▸ Requirements
Display each line of the material below that contains the string "cabin".
** BEGIN Recorded information **
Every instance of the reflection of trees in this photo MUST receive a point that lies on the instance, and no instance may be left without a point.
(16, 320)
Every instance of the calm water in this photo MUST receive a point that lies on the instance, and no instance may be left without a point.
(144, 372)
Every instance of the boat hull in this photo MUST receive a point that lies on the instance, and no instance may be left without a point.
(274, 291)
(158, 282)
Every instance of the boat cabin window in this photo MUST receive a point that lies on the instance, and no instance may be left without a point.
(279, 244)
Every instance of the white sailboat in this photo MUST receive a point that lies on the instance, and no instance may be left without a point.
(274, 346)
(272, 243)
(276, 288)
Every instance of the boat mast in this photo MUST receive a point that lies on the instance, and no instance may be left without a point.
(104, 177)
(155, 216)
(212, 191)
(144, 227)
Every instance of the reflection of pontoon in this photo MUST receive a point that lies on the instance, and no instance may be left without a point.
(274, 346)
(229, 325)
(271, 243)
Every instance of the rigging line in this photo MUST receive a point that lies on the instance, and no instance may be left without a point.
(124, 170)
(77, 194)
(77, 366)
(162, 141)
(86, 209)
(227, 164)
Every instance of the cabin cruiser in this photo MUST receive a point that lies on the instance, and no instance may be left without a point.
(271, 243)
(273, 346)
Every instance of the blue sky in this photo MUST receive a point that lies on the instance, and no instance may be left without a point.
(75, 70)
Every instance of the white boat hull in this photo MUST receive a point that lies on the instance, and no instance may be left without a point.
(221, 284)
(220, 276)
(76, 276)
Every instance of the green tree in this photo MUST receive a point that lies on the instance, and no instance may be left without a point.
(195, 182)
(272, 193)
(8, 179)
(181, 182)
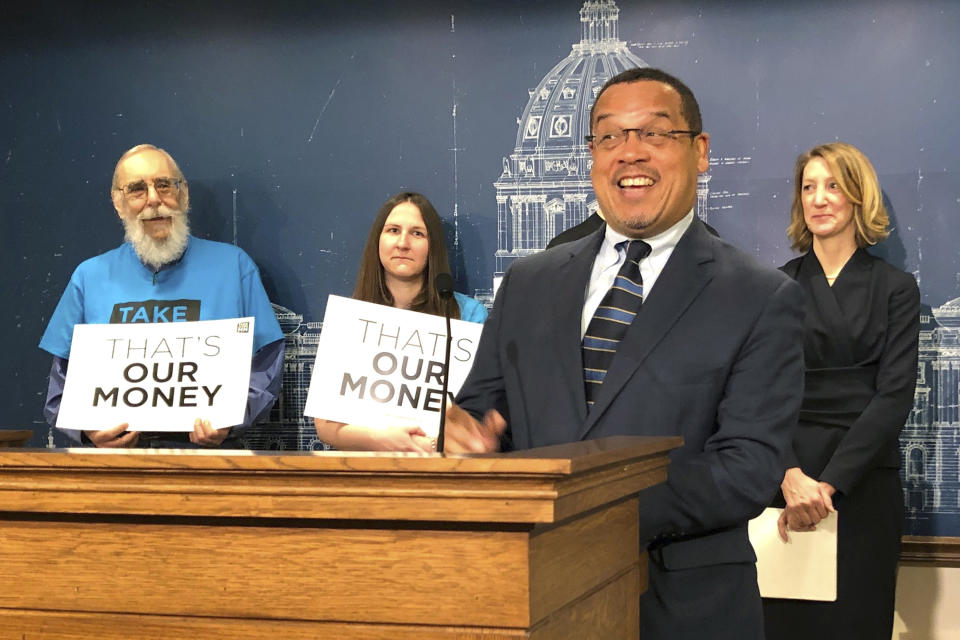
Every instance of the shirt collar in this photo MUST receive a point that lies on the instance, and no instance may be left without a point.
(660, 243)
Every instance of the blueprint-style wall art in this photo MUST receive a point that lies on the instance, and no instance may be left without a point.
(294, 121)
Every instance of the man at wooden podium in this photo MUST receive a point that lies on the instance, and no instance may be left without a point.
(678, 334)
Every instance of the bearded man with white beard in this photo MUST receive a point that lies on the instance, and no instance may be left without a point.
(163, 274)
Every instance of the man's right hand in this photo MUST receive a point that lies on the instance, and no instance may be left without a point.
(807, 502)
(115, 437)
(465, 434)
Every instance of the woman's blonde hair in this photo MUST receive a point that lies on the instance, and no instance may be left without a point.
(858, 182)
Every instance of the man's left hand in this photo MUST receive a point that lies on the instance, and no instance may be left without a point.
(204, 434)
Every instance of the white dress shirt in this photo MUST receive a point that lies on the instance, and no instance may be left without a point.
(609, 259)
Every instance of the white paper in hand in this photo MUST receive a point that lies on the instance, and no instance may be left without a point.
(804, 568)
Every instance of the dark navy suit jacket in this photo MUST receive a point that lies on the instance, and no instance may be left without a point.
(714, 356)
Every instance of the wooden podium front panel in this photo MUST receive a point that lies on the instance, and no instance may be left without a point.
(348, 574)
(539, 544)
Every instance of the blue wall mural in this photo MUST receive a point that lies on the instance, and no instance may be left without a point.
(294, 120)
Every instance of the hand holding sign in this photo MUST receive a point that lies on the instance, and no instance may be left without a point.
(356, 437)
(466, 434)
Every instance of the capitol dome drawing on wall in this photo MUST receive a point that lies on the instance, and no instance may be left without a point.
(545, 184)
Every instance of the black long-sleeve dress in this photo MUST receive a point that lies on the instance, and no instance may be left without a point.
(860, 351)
** END Recorded information **
** BEGIN Recorded information **
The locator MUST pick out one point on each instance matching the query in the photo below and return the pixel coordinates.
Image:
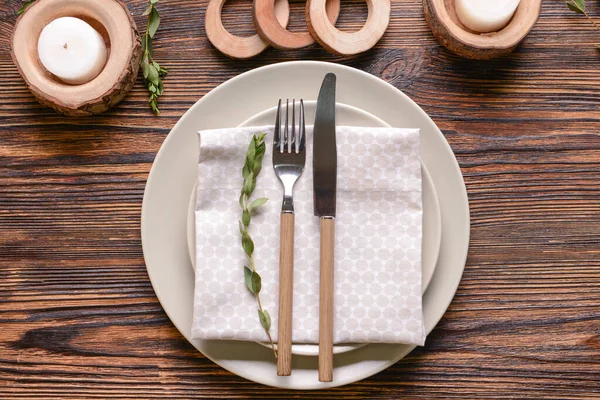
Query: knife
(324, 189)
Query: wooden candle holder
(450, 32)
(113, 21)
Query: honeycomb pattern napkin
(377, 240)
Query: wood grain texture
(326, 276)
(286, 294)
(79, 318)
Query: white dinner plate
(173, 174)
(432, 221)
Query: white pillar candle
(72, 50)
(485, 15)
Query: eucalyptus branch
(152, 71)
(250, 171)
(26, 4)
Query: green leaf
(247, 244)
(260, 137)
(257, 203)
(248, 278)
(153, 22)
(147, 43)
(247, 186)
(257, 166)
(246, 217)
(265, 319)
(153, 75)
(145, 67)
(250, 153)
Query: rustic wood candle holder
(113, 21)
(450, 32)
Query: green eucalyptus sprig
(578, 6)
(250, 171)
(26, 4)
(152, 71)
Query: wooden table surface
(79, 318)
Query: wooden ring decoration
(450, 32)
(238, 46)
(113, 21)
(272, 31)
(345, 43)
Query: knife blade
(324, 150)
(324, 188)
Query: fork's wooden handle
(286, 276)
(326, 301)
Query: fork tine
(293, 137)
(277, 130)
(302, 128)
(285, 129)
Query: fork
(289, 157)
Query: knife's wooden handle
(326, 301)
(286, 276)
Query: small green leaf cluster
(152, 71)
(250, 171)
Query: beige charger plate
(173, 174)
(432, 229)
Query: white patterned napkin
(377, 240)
** END Recorded information **
▸ Response to this exercise
Every instance of the boat cabin window in this photo MUST receive a point that lies on the instance, and no instance may be left without a point.
Every instance of the cabin cruiser in this photo MUST receive a point that lies on the instance, and no instance may be left without a point.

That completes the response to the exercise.